►
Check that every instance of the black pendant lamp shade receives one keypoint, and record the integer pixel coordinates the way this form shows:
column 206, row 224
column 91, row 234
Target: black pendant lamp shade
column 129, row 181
◄
• Exercise: Rewrite every entry, substituting "hanging" for each occurrence of "pendant" and changing nothing else.

• Answer to this task:
Check that every instance of the black hanging lamp shade receives one keypoint, and record the integer pixel coordinates the way this form shows:
column 206, row 224
column 91, row 234
Target: black hanging lamp shade
column 129, row 181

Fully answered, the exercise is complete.